• _Excerpted passage_
Segment Open
Quality Measure Brings Additional Risks for ED
EPs in "huge bind"
Quality measures from the Centers for Medicare & Medicaid Services (CMS) and other groups are putting EPs "in a huge bind," according to Sandra Schneider, MD, professor of emergency medicine at University of Rochester (NY) Medical Center.
Schneider is referring to Use of Brain Computed Tomography in the ED for Atraumatic Headache, included in CMS's Hospital Outpatient Quality Data Reporting Program. "Based on very loose data, measures are being promulgated that suggest we do far too many CT scans for atraumatic headache," explains Schneider.
According to the measures, patients should never be given a CT scan if certain criteria are not present, notes Schneider, but the problem is that 2% of people with subarachnoid hemorrhage will not meet the criteria. "So if the EP follows these guidelines, then they would miss 2% of subarachnoid hemorrhage cases, which would cause them to be sued," says Schneider.
Segment Closed
• _Supplied entries_
Segment Open
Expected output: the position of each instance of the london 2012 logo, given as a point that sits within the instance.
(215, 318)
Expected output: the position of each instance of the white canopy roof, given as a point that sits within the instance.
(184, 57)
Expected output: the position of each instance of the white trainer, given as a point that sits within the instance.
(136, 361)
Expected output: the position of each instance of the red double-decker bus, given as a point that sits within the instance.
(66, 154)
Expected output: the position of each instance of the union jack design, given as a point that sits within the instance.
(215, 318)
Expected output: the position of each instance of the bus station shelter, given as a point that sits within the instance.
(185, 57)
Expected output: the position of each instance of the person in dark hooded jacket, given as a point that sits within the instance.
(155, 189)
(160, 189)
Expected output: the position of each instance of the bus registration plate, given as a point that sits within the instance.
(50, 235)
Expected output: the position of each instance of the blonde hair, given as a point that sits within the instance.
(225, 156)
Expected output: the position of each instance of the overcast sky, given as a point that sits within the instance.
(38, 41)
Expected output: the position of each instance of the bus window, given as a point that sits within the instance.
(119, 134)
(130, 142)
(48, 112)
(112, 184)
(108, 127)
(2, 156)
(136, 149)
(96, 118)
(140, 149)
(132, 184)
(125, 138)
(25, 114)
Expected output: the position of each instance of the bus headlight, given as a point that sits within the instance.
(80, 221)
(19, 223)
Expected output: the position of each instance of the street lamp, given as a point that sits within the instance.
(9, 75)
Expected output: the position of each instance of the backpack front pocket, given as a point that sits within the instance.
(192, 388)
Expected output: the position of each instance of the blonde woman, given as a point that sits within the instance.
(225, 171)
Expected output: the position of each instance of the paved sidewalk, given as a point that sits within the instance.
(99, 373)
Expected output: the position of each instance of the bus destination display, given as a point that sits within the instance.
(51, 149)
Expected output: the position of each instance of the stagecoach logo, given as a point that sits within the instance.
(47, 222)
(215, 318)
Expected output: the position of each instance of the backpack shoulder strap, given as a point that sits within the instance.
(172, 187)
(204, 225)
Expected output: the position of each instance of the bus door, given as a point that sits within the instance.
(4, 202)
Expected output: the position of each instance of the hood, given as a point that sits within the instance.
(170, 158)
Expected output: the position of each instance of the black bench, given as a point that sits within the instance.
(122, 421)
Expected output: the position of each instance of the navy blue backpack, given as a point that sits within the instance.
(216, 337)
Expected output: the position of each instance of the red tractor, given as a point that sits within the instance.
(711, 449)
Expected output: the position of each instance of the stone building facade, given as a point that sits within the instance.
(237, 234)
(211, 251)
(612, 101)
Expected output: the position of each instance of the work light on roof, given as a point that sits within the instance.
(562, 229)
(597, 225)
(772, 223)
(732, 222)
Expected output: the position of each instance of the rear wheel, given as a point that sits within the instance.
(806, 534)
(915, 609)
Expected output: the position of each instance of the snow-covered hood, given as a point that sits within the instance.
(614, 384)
Segment Closed
• _Task requirements_
1. According to the article on CT quality measures, what percentage of people with subarachnoid hemorrhage will not meet the criteria for a CT scan?
2. Please extend the article on CT quality measures, picking up after its last sentence.

• _Outputs for the tasks_
1. 2%

2.
Claims data were used to evaluate the quality indicator, adds Schneider, but this approach will miss some of the criteria that would show a CT scan was indicated for a given patient. According to the guidelines, for instance, one of the indications for a CT scan is a thunderclap headache. "I may have written 'thunderclap headache' on the history or the X-ray requisition, but not as a discharge diagnosis," says Schneider. "Since this measure will only look at discharge diagnosis, it will not pick that person up as meeting the criteria for a CT scan."
Schneider says that another problem is that the CMS measure pertains to patients over 65, "and there is absolutely no evidence that elderly people have an increased risk of cancer from CT scans. It doesn't make scientific sense to decrease the number of CT scans in this population. It just increases the liability for emergency physicians."